Your instructions => Render the listing below as a numbered list, leaving out any blank lines.

= = =

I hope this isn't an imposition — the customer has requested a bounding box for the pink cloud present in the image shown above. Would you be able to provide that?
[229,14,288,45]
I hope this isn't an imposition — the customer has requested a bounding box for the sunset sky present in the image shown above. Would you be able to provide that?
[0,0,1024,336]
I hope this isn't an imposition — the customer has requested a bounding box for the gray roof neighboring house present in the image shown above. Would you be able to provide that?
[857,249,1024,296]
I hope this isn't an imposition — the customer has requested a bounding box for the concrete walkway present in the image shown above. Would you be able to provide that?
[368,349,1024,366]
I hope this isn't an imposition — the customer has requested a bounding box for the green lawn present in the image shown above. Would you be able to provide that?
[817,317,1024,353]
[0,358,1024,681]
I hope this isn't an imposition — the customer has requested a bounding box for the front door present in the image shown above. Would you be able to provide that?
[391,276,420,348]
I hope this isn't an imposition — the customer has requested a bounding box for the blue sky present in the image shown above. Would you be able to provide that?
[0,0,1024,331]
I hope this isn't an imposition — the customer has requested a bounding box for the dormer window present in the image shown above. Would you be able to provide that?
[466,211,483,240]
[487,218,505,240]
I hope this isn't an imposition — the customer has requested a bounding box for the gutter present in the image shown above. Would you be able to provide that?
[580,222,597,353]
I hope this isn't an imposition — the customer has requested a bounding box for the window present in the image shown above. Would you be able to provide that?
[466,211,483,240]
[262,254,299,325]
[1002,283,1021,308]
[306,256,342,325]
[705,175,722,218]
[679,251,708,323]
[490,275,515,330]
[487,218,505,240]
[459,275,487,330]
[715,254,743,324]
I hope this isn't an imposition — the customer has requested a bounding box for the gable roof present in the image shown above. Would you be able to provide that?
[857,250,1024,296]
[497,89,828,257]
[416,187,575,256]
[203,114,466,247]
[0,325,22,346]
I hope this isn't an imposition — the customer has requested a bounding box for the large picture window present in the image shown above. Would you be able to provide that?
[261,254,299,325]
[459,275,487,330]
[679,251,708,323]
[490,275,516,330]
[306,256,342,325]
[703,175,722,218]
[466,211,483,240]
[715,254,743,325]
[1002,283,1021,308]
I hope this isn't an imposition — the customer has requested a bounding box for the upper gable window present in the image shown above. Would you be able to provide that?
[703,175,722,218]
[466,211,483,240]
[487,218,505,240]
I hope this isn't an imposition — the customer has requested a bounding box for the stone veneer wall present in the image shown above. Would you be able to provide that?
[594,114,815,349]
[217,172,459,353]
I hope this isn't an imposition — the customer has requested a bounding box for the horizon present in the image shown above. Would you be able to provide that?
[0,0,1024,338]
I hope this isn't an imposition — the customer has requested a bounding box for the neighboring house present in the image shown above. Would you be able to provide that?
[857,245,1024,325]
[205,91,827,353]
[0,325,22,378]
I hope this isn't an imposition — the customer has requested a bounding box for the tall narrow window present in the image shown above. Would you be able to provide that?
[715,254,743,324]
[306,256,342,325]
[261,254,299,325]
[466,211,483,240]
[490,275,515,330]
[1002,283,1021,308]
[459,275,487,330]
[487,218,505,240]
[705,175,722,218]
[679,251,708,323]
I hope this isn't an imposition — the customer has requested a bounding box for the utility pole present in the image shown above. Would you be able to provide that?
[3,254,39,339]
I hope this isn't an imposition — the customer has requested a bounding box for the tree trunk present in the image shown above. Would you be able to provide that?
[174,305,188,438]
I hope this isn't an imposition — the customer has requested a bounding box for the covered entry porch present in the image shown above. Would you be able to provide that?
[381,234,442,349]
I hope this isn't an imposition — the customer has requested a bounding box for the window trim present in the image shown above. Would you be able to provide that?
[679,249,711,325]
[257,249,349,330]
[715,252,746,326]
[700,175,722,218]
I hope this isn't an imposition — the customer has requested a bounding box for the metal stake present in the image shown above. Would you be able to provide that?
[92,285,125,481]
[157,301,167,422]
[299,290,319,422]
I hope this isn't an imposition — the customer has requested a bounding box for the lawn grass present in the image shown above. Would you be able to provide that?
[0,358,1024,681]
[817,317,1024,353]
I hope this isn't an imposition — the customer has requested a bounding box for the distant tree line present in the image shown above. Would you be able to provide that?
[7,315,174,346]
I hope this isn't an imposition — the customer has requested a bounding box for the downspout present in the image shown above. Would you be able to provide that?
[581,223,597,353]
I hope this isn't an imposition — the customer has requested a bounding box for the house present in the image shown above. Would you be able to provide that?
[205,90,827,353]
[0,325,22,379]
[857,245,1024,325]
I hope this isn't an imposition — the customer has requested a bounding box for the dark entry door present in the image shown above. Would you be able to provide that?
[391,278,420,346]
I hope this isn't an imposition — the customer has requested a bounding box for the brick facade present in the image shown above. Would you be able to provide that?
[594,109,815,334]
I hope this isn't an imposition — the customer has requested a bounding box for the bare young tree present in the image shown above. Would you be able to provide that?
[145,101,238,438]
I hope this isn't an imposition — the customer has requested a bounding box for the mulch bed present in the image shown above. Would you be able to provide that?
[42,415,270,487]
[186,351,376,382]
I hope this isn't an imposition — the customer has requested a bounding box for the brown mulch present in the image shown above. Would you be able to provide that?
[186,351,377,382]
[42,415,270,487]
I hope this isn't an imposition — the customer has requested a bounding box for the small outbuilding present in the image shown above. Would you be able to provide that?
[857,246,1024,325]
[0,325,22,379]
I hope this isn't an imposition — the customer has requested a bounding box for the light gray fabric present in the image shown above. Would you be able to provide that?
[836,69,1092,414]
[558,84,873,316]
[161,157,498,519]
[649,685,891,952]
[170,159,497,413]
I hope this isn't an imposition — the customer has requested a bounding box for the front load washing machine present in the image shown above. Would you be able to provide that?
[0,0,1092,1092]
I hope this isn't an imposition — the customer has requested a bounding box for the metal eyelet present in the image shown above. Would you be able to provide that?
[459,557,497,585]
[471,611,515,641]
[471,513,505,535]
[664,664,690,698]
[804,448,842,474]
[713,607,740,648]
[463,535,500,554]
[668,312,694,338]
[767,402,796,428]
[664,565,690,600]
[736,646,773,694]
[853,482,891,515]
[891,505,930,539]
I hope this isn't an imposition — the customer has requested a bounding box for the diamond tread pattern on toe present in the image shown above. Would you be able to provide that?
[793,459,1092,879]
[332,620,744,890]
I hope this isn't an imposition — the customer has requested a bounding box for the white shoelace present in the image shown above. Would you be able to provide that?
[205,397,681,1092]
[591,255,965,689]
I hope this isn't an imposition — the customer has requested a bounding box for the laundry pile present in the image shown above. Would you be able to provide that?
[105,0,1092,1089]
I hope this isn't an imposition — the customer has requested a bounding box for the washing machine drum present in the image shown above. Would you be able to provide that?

= = =

Written reply =>
1. I hope this isn't an imposition — the customer has requested a bounding box for the pink cloud present in the image shown above. Would you be able to provide that?
2. [229,14,288,45]
3. I hope this isn't an imposition — the customer has requested a bounding box for the sunset sky present in the image shown above. Would you be able to provide that?
4. [0,0,1024,336]
5. I hope this isn't an imposition — the customer has requested a bounding box for the gray roof neighboring house present in the image shown above. Would you be able to provide that?
6. [857,249,1024,296]
7. I hope this isn't an imposition — the customer has requested a bounding box for the concrete walkway present in the image shown above. Would you be able to provide that?
8. [368,349,1024,366]
9. I hope this isn't an imposition — the customer has requested a bounding box for the green lawn present in the image shown above. Would you be able to provide that?
10. [817,317,1024,353]
11. [0,358,1024,681]
12. I hope this isn't an imposition — the customer has requested a bounding box for the front door present in the image shown above. Would you be able to provide that?
13. [391,276,420,348]
14. I hope this isn't an imposition — the customer has requested a bounding box for the blue sky present in the image shown above. Would you be able to provide that?
15. [0,0,1024,331]
16. I hope this isn't an imposition — the customer has requested a bounding box for the dormer window present in the image shown above. Would you be able to provide that?
17. [466,211,483,240]
18. [487,218,505,240]
19. I hope this isn't an imposition — the customer has requested a bounding box for the gutter present in the image shown above. Would you be able to provide that?
20. [580,222,597,353]
21. I hope this isn't an imposition — the customer has requested a bounding box for the window present in the image shown above. Would you be able to provide that?
22. [466,211,483,240]
23. [262,254,299,325]
24. [1002,283,1021,308]
25. [306,256,342,325]
26. [705,175,722,218]
27. [679,251,708,323]
28. [490,275,515,330]
29. [487,218,505,240]
30. [459,275,487,330]
31. [715,254,743,324]
32. I hope this isn't an imposition — the customer has requested a bounding box for the gable roof present in the image shown above. Would you be able to provide that?
33. [857,250,1024,296]
34. [497,89,828,257]
35. [416,187,575,256]
36. [203,114,466,247]
37. [0,325,22,346]
38. I hope this isn't an imposition — the customer has requested a bounding box for the large picture window present in the image shown above. Would you be able to provide that?
39. [261,254,299,325]
40. [459,275,487,330]
41. [679,251,708,323]
42. [490,275,516,330]
43. [306,256,342,325]
44. [703,175,722,218]
45. [466,211,483,240]
46. [715,254,743,325]
47. [1002,283,1021,308]
48. I hope this isn't an imposition — the customer has requested a bounding box for the upper gable window present in the image shown above. Would you be able to provide that?
49. [703,175,722,218]
50. [466,211,483,240]
51. [487,218,505,240]
52. I hope this isn't an imposition — the customer has requested a bounding box for the stone veneer wall present in the image shown above. Would you be able to provide that?
53. [594,114,815,349]
54. [217,172,459,353]
55. I hope this isn't an imposition — the customer has requested a bounding box for the horizon present in the image shown above. Would you be able to provide that?
56. [0,0,1024,338]
57. I hope this isn't an imposition — the customer has requested a bounding box for the neighboring house present in the image shown above. Would you be able to provide that?
58. [857,245,1024,325]
59. [205,91,827,353]
60. [0,325,22,378]
61. I hope this isn't an imposition — the customer has requested a bounding box for the tall narrow window present in the image shown above. Would you be able to provide that?
62. [715,254,743,324]
63. [306,256,342,325]
64. [261,254,299,325]
65. [466,211,483,240]
66. [490,275,515,330]
67. [1002,283,1021,308]
68. [459,275,487,330]
69. [487,218,505,240]
70. [705,175,722,218]
71. [679,251,708,323]
72. I hope this isn't an imposition — the customer has requested a bounding box for the utility pole present in the image shown above. Would you be able to provide that?
73. [3,254,39,339]
74. I hope this isn't an imposition — the customer has requested a bounding box for the tree trunk present in the image shown above. Would you be able to provide that?
75. [174,305,188,438]
76. I hope this isn't an imposition — the customer has requested a bounding box for the covered entry porch present in the image shown above. Would you be able to provide that?
77. [381,234,442,349]
78. I hope this isn't an imposition — the customer has requested a bounding box for the window trim present in the image shown above. Would you be able to provide that?
79. [679,249,711,325]
80. [257,249,349,330]
81. [715,252,746,326]
82. [700,175,722,218]
83. I hope this isn't an imposition — the customer has requested a bounding box for the metal stake present in the image shown above. Would you be able to provide that?
84. [92,285,125,481]
85. [157,301,167,422]
86. [299,290,319,422]
87. I hope this isn't an imposition — the customer has requested a bounding box for the lawn grass present in the image shown above. Would you be able to provide that?
88. [0,358,1024,681]
89. [817,317,1024,353]
90. I hope this isn't an imposition — the customer has requested a bounding box for the distant tree line present in the image shown above. Would you be able to provide that?
91. [7,315,174,346]
92. I hope this isn't an imposition — the customer has requested a bounding box for the downspout present in the image shown above. Would you be able to provide that?
93. [581,223,597,353]
94. I hope this isn't an imposition — the customer has requested a bounding box for the house present in the image shown above. Would you be able to provide that?
95. [205,90,827,353]
96. [0,325,22,379]
97. [857,245,1024,325]
98. I hope this isn't an imposition — the customer has requested a bounding box for the dark entry door present in the image shown above. Would you be able to provide that?
99. [391,278,420,346]
100. I hope this isn't an imposition — the customer has requested a bounding box for the brick facade present in the image shown above. Would you be able to provide that?
101. [594,109,815,334]
102. I hope this isn't an imposition — the customer has requested a bounding box for the bare young tree present in the image shown above. Would you be able to provide that?
103. [145,101,238,438]
104. I hope this isn't an imposition — the customer has requested a bounding box for the mulch bed present in the image shown above. Would you be able to provide that?
105. [42,415,270,487]
106. [186,351,376,382]
107. I hope this isn't an imposition — the customer has requested a bounding box for the brown mulch present in the image shown above. Would you be able to provide that?
108. [186,351,377,382]
109. [42,415,270,487]
110. I hope this isn't an imposition — the customer has requested a bounding box for the small outbuilding present in the image shown above. Would you be able to provide that?
111. [857,246,1024,325]
112. [0,325,22,379]
113. I hope this isn't an imposition — the customer has requested a bounding box for the light gray fabric present in the image shown above. Would you be able to provide that?
114. [836,69,1092,414]
115. [558,84,873,316]
116. [161,157,498,519]
117. [649,685,891,952]
118. [170,159,497,413]
119. I hope this isn't an imposition — the customer has requested a bounding box for the front load washing machine present in the image shown above. Would you be able to provide that?
120. [0,0,1092,1092]
121. I hope this isn't an imposition — the customer has requested a bounding box for the metal eyelet present in the image shown above. Would you be able to provide that?
122. [459,557,497,585]
123. [471,611,515,641]
124. [471,513,505,535]
125. [664,664,690,698]
126. [804,448,842,474]
127. [713,607,740,648]
128. [463,535,500,554]
129. [668,312,694,338]
130. [767,402,796,428]
131. [664,565,690,600]
132. [736,646,773,694]
133. [853,482,891,515]
134. [891,505,930,539]
135. I hope this isn't an imposition — the customer has requested a bounding box for the diamond tread pattern on toe present in the image shown above. Would you be able to provide that?
136. [793,459,1092,879]
137. [332,620,744,890]
138. I hope this isn't an imposition — the customer has requested a bounding box for the white shoelace present in the image shown above. Would you be able to provide that?
139. [205,397,681,1092]
140. [591,255,965,689]
141. I hope this isn't an imposition — the customer has requested a bounding box for the laundry pile present in the image shown above. Would you be able to provide that?
142. [105,0,1092,1089]
143. I hope this isn't an imposition — the customer has requested a bounding box for the washing machine drum present in the image shown above. Would you be able to provide that?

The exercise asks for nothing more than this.